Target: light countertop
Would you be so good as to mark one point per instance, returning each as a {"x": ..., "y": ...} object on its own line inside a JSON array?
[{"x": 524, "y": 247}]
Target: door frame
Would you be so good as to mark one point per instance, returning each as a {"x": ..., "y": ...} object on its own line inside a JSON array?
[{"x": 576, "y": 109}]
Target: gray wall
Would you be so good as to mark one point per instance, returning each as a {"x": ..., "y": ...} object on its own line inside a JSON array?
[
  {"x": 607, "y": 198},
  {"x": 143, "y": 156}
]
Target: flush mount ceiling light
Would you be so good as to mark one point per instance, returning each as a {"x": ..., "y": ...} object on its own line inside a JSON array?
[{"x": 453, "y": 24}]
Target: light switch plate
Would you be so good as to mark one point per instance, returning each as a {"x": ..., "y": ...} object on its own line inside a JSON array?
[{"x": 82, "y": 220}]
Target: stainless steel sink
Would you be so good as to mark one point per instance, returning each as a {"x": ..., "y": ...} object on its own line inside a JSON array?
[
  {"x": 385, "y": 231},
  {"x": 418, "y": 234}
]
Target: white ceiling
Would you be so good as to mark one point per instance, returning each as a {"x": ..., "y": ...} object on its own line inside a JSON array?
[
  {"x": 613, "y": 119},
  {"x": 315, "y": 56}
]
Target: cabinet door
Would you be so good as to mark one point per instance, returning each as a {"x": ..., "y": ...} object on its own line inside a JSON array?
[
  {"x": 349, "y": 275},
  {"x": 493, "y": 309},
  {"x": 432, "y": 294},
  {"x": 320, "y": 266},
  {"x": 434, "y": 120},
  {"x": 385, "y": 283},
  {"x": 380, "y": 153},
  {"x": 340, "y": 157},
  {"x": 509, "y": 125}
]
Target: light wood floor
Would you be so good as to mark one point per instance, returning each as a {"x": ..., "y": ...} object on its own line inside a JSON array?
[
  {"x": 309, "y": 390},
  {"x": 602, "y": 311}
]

══════════

*What the task asks:* Please render every line of the entries above as a Markdown table with the columns Row and Text, numbering each line under Row, putting the line itself under Text, and leaving out blank lines.

*Response to the task:*
| Row | Text |
|---|---|
| 1 | Target: light countertop |
| 2 | Would you be so good as to mark one point per instance, returning each as a {"x": ..., "y": ...} object on its own line inside a JSON array? |
| 3 | [{"x": 524, "y": 247}] |
| 4 | Target: door frame |
| 5 | Would you be so good as to mark one point per instance, returning each as a {"x": ..., "y": ...} object on its own line inside a JSON array? |
| 6 | [{"x": 576, "y": 109}] |
| 7 | Target: gray wall |
| 8 | Would you be so good as to mark one point per instance, returning each as a {"x": ..., "y": ...} object on its own line inside a JSON array? |
| 9 | [ |
| 10 |   {"x": 607, "y": 198}, |
| 11 |   {"x": 143, "y": 156} |
| 12 | ] |
| 13 | Target: flush mount ceiling light |
| 14 | Would you be so good as to mark one point per instance, returning each as a {"x": ..., "y": ...} object on its own line inside a JSON array? |
| 15 | [{"x": 453, "y": 24}] |
| 16 | Target: light switch plate |
| 17 | Would you be so good as to mark one point per instance, returning each as a {"x": ..., "y": ...} object on its own line inside a JSON array? |
| 18 | [{"x": 82, "y": 220}] |
| 19 | Target: stainless steel sink |
| 20 | Would you be so good as to mark one point per instance, returning each as a {"x": ..., "y": ...} object on its own line inside a JSON array? |
| 21 | [ |
| 22 |   {"x": 385, "y": 231}, |
| 23 |   {"x": 418, "y": 234} |
| 24 | ] |
| 25 | Target: white ceiling |
| 26 | Would you be so good as to mark one point per instance, returning each as a {"x": ..., "y": ...} object on its own line inside a JSON array? |
| 27 | [ |
| 28 |   {"x": 613, "y": 119}, |
| 29 |   {"x": 315, "y": 56} |
| 30 | ] |
| 31 | Target: cabinet door |
| 32 | Would you be so good as to mark one point per instance, returning each as a {"x": ..., "y": ...} object on its own line inside a JSON array? |
| 33 | [ |
| 34 |   {"x": 349, "y": 275}, |
| 35 |   {"x": 493, "y": 309}, |
| 36 |   {"x": 432, "y": 294}, |
| 37 |   {"x": 320, "y": 266}, |
| 38 |   {"x": 434, "y": 120}, |
| 39 |   {"x": 385, "y": 283}, |
| 40 |   {"x": 380, "y": 153}, |
| 41 |   {"x": 340, "y": 157}, |
| 42 |   {"x": 509, "y": 125} |
| 43 | ] |
| 44 | Target: light wood floor |
| 45 | Would you be so good as to mark one point per instance, returning each as a {"x": ..., "y": ...} object on its own line inside a JSON array? |
| 46 | [ |
| 47 |   {"x": 309, "y": 390}, |
| 48 |   {"x": 602, "y": 311} |
| 49 | ] |